**** Data in this exercise
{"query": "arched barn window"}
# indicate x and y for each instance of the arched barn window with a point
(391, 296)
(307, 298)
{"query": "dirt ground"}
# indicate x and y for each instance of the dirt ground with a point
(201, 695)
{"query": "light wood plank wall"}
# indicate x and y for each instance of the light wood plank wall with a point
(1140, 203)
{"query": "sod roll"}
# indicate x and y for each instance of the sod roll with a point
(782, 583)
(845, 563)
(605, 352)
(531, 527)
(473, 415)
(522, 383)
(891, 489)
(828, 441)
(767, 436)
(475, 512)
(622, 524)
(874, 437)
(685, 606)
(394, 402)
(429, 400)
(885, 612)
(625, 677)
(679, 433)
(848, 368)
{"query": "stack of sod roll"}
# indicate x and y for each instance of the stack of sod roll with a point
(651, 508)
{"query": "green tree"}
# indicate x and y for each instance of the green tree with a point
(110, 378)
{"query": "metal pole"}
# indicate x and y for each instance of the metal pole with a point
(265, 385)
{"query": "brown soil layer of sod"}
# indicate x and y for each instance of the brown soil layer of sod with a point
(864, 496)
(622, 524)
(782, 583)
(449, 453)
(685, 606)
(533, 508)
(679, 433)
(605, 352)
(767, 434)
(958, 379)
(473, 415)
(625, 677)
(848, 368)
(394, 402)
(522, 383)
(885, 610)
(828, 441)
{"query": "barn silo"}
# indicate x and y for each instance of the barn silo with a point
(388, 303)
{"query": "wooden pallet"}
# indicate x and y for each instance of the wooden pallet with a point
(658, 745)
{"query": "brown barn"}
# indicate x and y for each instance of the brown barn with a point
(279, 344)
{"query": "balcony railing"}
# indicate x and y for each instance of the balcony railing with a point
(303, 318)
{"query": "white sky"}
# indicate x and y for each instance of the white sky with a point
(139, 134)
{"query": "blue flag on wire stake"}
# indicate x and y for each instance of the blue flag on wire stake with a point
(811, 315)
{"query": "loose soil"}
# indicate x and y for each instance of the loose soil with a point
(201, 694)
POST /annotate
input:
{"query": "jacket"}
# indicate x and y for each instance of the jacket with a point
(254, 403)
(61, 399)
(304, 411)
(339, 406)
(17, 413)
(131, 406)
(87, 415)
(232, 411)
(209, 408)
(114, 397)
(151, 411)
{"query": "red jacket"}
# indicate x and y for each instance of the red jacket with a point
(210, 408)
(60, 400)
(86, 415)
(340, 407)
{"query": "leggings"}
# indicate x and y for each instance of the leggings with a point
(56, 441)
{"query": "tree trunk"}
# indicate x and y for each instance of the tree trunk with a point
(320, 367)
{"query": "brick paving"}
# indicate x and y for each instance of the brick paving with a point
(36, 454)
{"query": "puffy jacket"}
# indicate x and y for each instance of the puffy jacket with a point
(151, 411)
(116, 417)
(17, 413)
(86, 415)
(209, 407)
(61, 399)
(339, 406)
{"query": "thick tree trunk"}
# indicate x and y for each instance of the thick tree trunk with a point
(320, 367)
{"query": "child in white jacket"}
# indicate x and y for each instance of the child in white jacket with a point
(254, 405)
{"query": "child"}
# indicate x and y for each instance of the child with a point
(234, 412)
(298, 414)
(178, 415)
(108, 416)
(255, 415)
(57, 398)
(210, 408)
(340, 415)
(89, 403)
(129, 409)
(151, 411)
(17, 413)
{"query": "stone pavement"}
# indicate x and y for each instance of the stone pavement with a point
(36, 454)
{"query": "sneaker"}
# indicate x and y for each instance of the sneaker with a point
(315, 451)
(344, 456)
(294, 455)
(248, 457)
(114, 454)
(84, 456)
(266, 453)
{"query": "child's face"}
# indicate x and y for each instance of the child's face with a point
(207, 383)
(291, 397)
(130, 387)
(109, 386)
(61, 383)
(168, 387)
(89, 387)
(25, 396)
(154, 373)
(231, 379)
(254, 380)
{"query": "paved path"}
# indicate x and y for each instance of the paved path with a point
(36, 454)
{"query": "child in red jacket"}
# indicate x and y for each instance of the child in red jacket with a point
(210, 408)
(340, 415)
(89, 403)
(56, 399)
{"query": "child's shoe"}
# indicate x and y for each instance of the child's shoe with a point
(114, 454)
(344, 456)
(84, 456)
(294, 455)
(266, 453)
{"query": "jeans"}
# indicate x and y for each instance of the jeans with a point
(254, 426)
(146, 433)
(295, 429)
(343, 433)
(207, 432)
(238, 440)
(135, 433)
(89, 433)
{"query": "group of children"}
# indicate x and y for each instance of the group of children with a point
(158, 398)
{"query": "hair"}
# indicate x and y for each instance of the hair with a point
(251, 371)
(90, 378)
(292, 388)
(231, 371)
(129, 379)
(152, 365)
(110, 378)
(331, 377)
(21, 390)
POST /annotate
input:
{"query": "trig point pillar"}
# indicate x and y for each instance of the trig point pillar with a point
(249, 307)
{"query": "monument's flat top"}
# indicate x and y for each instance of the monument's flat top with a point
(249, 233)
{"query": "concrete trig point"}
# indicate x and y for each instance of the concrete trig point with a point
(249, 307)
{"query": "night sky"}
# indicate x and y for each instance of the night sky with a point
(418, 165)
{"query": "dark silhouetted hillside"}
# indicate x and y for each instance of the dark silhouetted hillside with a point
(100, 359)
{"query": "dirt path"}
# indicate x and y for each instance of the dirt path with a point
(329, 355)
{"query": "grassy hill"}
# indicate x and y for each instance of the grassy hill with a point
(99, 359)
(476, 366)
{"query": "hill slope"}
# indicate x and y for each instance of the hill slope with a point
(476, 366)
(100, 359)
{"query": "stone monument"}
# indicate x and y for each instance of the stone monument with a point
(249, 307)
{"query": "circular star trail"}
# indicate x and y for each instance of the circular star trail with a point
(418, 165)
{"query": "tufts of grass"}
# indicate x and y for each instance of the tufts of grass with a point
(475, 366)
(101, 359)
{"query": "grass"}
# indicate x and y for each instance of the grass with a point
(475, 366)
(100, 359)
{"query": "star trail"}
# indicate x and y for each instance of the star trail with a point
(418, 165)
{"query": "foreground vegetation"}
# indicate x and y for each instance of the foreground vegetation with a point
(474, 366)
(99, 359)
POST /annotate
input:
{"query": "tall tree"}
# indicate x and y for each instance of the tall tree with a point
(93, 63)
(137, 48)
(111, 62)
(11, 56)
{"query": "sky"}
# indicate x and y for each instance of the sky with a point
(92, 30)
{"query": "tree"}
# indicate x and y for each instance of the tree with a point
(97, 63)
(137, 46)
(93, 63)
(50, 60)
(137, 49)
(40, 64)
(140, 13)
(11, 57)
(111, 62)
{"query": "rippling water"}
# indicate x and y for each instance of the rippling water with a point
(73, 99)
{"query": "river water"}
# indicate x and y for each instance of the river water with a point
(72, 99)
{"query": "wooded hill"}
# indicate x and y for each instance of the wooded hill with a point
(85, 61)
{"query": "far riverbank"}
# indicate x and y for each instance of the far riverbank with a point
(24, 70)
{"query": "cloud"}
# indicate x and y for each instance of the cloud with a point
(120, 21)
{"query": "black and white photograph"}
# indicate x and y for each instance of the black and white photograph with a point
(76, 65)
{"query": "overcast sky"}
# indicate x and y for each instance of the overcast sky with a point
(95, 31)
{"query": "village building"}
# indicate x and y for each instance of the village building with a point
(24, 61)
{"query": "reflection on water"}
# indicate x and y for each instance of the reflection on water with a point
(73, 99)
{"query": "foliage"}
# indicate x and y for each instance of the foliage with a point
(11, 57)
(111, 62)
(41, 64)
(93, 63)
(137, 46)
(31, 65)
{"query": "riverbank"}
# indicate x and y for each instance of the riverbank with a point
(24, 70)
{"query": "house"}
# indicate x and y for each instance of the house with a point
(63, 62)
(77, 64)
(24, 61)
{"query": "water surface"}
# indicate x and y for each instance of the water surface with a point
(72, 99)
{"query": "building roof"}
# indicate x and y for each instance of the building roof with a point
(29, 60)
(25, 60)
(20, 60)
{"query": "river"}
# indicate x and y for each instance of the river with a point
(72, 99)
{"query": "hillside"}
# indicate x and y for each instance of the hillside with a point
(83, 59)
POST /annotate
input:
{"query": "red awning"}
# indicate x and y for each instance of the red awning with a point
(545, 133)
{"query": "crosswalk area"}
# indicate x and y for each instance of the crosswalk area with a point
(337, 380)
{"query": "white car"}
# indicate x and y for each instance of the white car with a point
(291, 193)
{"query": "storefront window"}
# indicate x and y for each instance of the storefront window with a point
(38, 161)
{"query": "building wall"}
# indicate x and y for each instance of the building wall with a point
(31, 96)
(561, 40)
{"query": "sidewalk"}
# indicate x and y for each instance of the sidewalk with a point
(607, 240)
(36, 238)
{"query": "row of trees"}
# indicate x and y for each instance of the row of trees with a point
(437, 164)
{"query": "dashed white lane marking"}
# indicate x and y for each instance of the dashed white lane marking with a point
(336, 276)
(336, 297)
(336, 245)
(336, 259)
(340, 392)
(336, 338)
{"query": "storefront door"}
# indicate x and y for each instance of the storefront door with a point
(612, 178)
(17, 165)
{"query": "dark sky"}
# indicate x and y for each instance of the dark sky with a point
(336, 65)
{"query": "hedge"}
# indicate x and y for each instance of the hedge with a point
********
How to complete this task ▸ Each line containing the word "hedge" needs to be copied from the data above.

Expected answer ▸
{"query": "hedge"}
# indicate x and y for each instance of the hedge with a point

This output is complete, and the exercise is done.